Exercise objective: Copy out all lines of the records in which the word "example" appears.

Data under study:

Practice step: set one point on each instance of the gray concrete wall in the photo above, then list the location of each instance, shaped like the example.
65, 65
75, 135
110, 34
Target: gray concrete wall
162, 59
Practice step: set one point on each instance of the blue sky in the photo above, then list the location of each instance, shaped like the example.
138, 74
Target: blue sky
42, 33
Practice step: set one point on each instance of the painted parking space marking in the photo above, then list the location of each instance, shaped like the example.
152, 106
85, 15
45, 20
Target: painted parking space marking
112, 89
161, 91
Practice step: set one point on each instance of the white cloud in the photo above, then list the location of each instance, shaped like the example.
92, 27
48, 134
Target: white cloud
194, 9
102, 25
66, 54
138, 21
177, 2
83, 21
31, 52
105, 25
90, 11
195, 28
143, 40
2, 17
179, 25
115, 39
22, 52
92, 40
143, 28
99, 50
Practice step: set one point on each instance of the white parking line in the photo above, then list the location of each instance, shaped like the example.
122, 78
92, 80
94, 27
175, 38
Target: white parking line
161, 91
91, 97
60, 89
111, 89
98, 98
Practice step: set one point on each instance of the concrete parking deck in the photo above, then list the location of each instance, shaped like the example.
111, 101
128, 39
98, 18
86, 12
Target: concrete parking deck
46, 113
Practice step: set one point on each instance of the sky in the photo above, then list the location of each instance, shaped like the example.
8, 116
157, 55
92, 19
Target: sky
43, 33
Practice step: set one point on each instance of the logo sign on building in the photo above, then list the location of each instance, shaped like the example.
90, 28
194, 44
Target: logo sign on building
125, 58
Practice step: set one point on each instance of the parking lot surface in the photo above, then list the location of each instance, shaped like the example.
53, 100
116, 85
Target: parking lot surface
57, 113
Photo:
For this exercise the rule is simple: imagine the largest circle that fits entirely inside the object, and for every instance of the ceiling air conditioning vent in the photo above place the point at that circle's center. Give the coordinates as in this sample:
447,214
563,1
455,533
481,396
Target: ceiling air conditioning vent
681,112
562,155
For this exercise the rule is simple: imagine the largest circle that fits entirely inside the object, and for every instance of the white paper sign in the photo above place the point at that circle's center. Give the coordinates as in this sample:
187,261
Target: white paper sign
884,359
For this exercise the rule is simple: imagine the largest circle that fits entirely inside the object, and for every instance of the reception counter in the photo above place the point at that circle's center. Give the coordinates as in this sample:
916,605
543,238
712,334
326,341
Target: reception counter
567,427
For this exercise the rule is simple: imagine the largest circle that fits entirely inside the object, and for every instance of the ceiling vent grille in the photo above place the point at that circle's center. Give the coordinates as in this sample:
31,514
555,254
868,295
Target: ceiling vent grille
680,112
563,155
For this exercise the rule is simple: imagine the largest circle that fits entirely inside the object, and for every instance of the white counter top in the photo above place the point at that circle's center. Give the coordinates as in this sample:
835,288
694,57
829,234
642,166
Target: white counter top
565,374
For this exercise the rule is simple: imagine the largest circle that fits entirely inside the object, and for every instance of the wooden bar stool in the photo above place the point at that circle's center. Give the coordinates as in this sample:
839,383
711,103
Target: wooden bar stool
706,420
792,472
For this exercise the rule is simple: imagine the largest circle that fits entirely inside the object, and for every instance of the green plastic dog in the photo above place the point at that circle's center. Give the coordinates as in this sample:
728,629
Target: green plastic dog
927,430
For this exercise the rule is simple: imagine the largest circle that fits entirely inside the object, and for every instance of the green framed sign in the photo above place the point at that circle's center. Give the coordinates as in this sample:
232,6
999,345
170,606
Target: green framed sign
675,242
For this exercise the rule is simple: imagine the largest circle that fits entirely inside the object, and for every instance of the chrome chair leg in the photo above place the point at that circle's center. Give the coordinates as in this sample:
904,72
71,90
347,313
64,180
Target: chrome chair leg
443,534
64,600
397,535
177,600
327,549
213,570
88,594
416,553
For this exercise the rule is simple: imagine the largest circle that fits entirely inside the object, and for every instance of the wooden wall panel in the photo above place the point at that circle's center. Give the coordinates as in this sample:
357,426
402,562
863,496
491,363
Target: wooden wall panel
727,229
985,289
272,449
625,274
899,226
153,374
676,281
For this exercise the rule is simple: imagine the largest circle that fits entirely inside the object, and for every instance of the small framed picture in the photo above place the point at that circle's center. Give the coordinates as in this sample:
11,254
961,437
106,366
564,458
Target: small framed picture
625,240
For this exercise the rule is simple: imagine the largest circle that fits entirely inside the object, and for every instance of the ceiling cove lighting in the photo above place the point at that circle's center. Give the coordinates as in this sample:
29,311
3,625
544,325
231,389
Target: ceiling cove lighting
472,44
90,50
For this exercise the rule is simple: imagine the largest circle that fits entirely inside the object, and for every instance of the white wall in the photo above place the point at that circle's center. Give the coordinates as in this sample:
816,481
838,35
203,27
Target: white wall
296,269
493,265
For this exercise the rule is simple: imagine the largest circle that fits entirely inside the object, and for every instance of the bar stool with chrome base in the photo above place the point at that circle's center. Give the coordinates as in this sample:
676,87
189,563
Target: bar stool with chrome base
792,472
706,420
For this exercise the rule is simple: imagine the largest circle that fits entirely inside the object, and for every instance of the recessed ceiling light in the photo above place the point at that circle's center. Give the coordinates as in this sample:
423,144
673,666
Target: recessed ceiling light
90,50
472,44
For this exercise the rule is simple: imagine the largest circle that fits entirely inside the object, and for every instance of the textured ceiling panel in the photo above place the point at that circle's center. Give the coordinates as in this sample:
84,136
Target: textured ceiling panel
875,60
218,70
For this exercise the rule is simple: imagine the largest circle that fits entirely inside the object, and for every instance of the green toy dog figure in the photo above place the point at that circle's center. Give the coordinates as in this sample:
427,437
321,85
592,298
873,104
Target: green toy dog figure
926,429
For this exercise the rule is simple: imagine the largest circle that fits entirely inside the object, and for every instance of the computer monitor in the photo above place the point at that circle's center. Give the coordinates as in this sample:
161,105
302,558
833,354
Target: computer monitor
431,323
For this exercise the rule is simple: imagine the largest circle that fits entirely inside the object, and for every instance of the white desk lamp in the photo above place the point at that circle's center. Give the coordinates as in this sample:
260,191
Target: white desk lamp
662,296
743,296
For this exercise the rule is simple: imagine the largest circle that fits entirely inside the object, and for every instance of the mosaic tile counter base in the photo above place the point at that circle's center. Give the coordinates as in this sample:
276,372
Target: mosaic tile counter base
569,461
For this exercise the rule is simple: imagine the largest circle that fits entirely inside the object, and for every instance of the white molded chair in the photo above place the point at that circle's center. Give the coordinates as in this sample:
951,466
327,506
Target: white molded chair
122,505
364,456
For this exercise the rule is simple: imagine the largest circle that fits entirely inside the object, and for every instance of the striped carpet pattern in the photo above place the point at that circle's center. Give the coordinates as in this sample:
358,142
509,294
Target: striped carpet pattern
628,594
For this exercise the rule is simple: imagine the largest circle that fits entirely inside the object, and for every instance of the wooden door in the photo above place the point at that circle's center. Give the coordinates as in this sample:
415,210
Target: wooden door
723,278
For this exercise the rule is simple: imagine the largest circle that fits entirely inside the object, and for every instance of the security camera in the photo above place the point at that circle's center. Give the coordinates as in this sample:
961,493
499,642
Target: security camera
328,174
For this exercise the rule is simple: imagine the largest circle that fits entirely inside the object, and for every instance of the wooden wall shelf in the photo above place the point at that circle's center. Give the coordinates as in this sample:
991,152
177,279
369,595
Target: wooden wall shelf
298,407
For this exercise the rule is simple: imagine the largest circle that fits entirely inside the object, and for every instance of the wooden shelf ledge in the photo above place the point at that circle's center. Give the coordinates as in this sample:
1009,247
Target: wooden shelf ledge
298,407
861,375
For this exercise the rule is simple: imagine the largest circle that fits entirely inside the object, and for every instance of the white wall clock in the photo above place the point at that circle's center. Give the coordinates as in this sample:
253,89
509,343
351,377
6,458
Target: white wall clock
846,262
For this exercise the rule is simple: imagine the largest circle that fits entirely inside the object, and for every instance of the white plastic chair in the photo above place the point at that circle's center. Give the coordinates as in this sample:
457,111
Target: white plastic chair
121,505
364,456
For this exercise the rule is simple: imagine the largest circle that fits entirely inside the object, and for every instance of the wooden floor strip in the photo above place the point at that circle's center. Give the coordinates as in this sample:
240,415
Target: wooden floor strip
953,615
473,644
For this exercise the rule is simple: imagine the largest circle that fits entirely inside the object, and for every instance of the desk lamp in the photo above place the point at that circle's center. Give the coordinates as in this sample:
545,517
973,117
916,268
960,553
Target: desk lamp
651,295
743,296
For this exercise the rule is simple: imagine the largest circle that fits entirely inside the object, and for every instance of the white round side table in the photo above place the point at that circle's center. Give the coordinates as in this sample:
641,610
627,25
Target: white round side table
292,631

Answer to this problem:
Practice step: set one point on each instance of the gray concrete wall in the photo above, then list the location of each instance, shaped like the example.
Practice step: set one point on each instance of the blue sky in the photo above, then list the location of each instance, shaped like the example.
Practice step: set one point on each instance of the painted parking space marking in the photo above, then list the location of each instance, shaped like the example.
Practice step: set one point on each instance of the white cloud in the photo above, then list the location of each instance, shaped like the example.
Practice step: set one point on each instance of the white parking line in the photo above, then list the location of each instance, shaped like the example.
Practice step: set one point on each instance of the concrete parking deck in the photo above, then list the location of each instance, shaped like the example.
Practice step: set one point on each instance of the sky in the photo above, then list the location of each instance, shaped like the example.
Practice step: set one point on each instance of the logo sign on building in the photo above, then list the location of each instance, shaped like the example.
Practice step: set one point on each instance of the parking lot surface in the photo above, then list the location of each instance, shaped like the example.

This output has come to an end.